===== Extracted material

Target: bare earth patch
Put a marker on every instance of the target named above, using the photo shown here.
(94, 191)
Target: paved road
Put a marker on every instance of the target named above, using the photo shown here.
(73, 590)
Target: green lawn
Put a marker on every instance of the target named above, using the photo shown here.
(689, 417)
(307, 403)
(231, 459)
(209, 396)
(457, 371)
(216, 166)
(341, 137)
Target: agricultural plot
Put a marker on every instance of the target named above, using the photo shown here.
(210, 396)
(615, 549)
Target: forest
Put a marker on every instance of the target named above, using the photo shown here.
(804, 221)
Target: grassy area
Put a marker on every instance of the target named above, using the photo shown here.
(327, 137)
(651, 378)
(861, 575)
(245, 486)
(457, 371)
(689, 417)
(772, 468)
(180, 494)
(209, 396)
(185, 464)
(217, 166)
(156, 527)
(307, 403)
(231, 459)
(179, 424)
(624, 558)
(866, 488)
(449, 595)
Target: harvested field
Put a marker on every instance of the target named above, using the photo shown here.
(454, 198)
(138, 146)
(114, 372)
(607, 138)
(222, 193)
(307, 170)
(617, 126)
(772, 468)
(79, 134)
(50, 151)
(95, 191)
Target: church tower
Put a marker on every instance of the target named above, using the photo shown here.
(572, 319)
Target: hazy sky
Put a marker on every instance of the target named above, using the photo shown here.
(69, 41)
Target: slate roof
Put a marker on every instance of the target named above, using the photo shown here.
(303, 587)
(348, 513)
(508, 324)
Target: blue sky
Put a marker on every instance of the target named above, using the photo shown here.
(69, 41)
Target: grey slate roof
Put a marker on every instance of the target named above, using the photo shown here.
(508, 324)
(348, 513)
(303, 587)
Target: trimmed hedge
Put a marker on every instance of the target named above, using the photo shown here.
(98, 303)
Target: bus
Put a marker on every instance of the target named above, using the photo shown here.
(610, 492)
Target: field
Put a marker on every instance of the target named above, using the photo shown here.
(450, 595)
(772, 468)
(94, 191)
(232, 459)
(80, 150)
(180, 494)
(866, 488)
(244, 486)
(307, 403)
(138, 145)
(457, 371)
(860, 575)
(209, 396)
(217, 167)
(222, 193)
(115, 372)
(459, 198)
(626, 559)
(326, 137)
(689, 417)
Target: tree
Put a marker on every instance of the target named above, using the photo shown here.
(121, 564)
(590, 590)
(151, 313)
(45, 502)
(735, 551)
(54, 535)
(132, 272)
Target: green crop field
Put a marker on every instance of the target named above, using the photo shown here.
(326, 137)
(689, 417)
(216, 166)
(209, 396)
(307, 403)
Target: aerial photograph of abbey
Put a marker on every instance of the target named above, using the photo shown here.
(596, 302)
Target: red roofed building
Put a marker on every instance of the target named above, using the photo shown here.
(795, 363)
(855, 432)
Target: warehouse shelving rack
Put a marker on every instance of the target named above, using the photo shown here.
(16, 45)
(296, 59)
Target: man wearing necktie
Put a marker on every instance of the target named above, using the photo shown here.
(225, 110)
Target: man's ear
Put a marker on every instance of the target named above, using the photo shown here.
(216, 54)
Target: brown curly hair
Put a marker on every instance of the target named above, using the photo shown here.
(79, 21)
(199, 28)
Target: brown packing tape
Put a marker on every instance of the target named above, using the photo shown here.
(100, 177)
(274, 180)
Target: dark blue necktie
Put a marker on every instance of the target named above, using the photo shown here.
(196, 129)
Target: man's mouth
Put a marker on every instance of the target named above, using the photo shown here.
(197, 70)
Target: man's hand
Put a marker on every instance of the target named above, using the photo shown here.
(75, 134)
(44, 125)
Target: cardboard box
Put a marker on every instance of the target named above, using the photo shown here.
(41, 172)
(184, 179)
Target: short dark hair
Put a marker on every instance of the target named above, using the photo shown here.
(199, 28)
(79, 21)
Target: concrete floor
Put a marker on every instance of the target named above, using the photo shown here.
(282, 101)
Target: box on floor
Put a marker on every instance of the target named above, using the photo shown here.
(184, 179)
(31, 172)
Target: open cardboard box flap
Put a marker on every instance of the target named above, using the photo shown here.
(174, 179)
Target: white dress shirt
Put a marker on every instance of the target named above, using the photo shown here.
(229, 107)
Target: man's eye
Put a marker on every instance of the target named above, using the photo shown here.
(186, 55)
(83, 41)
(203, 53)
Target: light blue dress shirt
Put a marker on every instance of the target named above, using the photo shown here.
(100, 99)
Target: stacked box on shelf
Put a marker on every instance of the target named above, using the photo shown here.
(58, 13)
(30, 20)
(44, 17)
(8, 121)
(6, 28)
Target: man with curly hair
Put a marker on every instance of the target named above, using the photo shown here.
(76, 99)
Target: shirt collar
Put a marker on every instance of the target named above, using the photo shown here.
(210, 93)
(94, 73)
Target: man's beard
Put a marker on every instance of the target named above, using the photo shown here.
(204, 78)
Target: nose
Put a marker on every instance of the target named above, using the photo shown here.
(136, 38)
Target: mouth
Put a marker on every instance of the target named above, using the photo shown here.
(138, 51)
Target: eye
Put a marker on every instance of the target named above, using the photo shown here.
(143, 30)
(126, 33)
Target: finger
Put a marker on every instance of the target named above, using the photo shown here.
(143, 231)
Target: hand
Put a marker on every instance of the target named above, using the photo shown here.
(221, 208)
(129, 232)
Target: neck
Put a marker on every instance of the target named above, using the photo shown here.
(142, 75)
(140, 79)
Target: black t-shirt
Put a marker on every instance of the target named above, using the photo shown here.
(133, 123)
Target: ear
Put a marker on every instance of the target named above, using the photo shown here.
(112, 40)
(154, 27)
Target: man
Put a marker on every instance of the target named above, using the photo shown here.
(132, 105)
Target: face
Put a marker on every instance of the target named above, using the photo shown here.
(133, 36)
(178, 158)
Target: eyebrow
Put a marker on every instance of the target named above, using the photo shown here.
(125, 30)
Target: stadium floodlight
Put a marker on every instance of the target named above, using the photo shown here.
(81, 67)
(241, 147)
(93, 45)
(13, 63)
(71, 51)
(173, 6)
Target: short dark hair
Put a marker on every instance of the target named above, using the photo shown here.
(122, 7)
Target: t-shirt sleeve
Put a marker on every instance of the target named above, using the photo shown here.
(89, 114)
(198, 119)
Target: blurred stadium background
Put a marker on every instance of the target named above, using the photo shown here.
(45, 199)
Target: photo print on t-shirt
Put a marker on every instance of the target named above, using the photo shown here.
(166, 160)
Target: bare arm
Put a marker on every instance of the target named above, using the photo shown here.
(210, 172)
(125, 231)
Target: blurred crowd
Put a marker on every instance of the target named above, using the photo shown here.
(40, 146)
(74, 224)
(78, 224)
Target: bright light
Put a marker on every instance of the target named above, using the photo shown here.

==========

To do. Say every entry again, exactly as it reads.

Task result.
Target: bare earth patch
Put a marker on every instance of the target named above, using the photo shown here.
(94, 191)
Target: paved road
Put a marker on every instance of the target named above, using the photo shown here.
(73, 590)
Target: green lawn
Put a marker on every instance of the target named above, using the photo shown here.
(689, 417)
(307, 403)
(231, 459)
(209, 396)
(457, 371)
(216, 166)
(341, 137)
Target: agricultural plot
Put a marker on every instance of the target named above, using the photo shown here.
(210, 396)
(615, 549)
Target: forest
Put a marker on every instance of the target named above, using the photo shown here.
(804, 221)
Target: grassy area
Put a marker on every instance of the target named above, using the photo shown here.
(327, 137)
(651, 378)
(861, 575)
(245, 486)
(457, 371)
(689, 417)
(772, 468)
(180, 494)
(209, 396)
(185, 464)
(217, 166)
(156, 527)
(307, 403)
(231, 459)
(179, 424)
(624, 558)
(866, 488)
(449, 595)
Target: harvested field
Put a marker on every instance of the target named above, using the photo shown here.
(454, 198)
(138, 146)
(114, 372)
(607, 138)
(222, 193)
(307, 170)
(617, 126)
(772, 468)
(79, 134)
(50, 151)
(95, 191)
Target: church tower
Put a marker on every instance of the target named above, using the photo shown here.
(572, 319)
Target: hazy sky
Put a marker on every instance of the target named above, using the photo shown here.
(69, 41)
Target: slate roof
Put a marker on every instance of the target named above, using the photo shown here.
(303, 587)
(348, 513)
(508, 324)
Target: blue sky
Put a marker on every instance of the target named above, using the photo shown here.
(69, 41)
Target: grey slate roof
Put a marker on every instance of the target named above, using the photo shown here.
(508, 324)
(348, 513)
(303, 587)
Target: trimmed hedge
Put a marker on every instance of the target named above, using the photo shown here.
(98, 303)
Target: bus
Put a marker on every instance of the target named above, using the photo shown here.
(610, 492)
Target: field
Put a marker on every instance of the target named above, using the photo shown here.
(450, 595)
(772, 468)
(94, 191)
(232, 459)
(80, 150)
(180, 494)
(866, 488)
(244, 486)
(307, 403)
(138, 145)
(457, 371)
(860, 575)
(209, 396)
(217, 167)
(222, 193)
(115, 372)
(459, 198)
(626, 559)
(326, 137)
(689, 417)
Target: tree
Put a marker on every instance of the target named above, using the photo shown here.
(121, 564)
(590, 590)
(151, 313)
(45, 502)
(735, 551)
(54, 535)
(132, 272)
Target: green crop field
Put a marker on every instance of the target named above, using the photo shown here.
(326, 137)
(689, 417)
(216, 166)
(209, 396)
(307, 403)
Target: aerial photograph of abbey
Put a marker on every instance of the target named above, using the photo shown here.
(596, 302)
Target: red roofed building
Put a marker on every instance of the target named above, using the photo shown here.
(795, 363)
(855, 432)
Target: warehouse shelving rack
Put a marker on every instance of the target named above, using the photo shown here.
(16, 45)
(296, 59)
Target: man wearing necktie
Put a marker on every instance of the target named above, using the photo shown here.
(225, 110)
Target: man's ear
Put a marker on every instance of the target named above, using the photo shown here.
(216, 54)
Target: brown curly hair
Put a marker on every instance of the target named above, using the photo shown here.
(79, 21)
(199, 28)
Target: brown packing tape
Put a marker on every instance of the target named above, using the photo shown here.
(100, 177)
(274, 180)
Target: dark blue necktie
Put a marker on every instance of the target named above, using the photo shown here.
(196, 129)
Target: man's mouth
Put a marker on every instance of the target named above, using the photo shown here.
(197, 70)
Target: man's hand
Put a marker on every instance of the target named above, using the photo shown here.
(75, 134)
(44, 125)
Target: cardboard box
Put a marker on every instance of the target named above, using the photo shown here.
(41, 172)
(184, 179)
Target: short dark hair
Put a marker on every instance of the target named above, using the photo shown here.
(199, 28)
(79, 21)
Target: concrete floor
Put a marker on every instance of the target named above, using the photo shown here.
(282, 101)
Target: box on floor
Put a marker on every instance of the target named above, using the photo shown here.
(184, 179)
(31, 172)
Target: open cardboard box flap
Put a marker on every instance of the target named above, using the photo shown here.
(174, 179)
Target: white dress shirt
Put a marker on every instance of the target named above, using the photo shown here.
(229, 107)
Target: man's eye
Put a marker on every instance of the target named above, using the photo shown here.
(186, 55)
(83, 41)
(203, 53)
Target: light blue dress shirt
Put a marker on every instance of the target named above, using the photo shown here.
(100, 99)
Target: stacked box on shelf
Put a marker on every instance of the target named above, using the photo shown here.
(58, 13)
(30, 20)
(44, 17)
(8, 121)
(6, 28)
Target: man with curly hair
Put a marker on every instance of the target named above, using the photo shown here.
(76, 99)
Target: shirt collar
Put a marker on every instance of the target named above, using the photo shown here.
(210, 93)
(94, 73)
Target: man's beard
Put a marker on every instance of the target named above, using the photo shown here.
(204, 78)
Target: nose
Put a marker on every instance of the target named above, using the photo shown here.
(136, 38)
Target: mouth
Put a marker on every instance of the target named above, using the photo shown here.
(138, 51)
Target: eye
Put a marker on every instance of the target named above, using the photo shown here.
(143, 30)
(126, 33)
Target: finger
Put a marker on every instance of the target named above, using the photo shown here.
(143, 231)
Target: hand
Put a marker on every instance of the target named above, using the photo shown here.
(221, 208)
(129, 232)
Target: neck
Put a marker on every instance of the target named above, using the photo shown here.
(142, 75)
(140, 79)
Target: black t-shirt
Put a marker on every instance of the target named above, using the photo shown here.
(133, 123)
Target: ear
Put a marker on every instance of the target named above, using the photo shown here.
(112, 40)
(154, 27)
Target: man
Put a marker on every instance of the target named above, using the photo shown here.
(132, 105)
Target: face
Put a marker on every instance of the target named above, using the photo shown here.
(133, 36)
(178, 158)
Target: eyebrow
Put a marker on every instance of the target named above, using the photo shown here.
(125, 30)
Target: stadium floodlight
Put a marker on every instance of the target named above, using the photo shown here.
(81, 67)
(241, 147)
(93, 45)
(13, 63)
(71, 51)
(173, 6)
Target: short dark hair
Put a marker on every instance of the target named above, using the photo shown here.
(122, 7)
Target: t-shirt sleeve
Put a marker on every instance of the target named above, using the photo shown here.
(89, 114)
(198, 119)
Target: blurred stadium background
Put a marker on every instance of the target named above, using the photo shown here.
(45, 199)
Target: photo print on t-shirt
Put a marker on every instance of the target named above, using the photo shown here.
(166, 160)
Target: bare arm
Put a marker on every instance of the target named above, using the photo shown here.
(210, 172)
(125, 231)
Target: blurred crowd
Put a marker on every instance of the target named above, using the photo shown here.
(40, 146)
(74, 224)
(78, 224)
Target: bright light
Put a marker on every instance of the target named above, using the photo shown here.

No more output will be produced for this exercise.